The line containing "Q: In the image above, where is the chalk" and every line after it, through the end of the records below: repeat them exactly, nothing more.

The data: Begin

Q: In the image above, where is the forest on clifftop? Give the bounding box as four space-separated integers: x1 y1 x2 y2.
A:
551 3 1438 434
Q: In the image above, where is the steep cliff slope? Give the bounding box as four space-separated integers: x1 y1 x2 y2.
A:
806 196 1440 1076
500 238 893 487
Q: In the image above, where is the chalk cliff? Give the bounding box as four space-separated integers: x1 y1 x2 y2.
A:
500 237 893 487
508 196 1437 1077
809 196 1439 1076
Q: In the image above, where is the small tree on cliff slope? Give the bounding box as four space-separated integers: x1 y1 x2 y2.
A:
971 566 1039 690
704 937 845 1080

The data: End

**Answer to this problem**:
Q: In the image above, where is the chalk cliff? Give the bounding box as four space-separated integers: x1 y1 x2 y2.
A:
500 237 893 487
508 196 1437 1077
809 196 1439 1076
Q: In the image above, where is the small tree on cliff slope? Give the bounding box as four space-separated integers: x1 y1 x2 y2.
A:
971 566 1039 690
704 937 845 1080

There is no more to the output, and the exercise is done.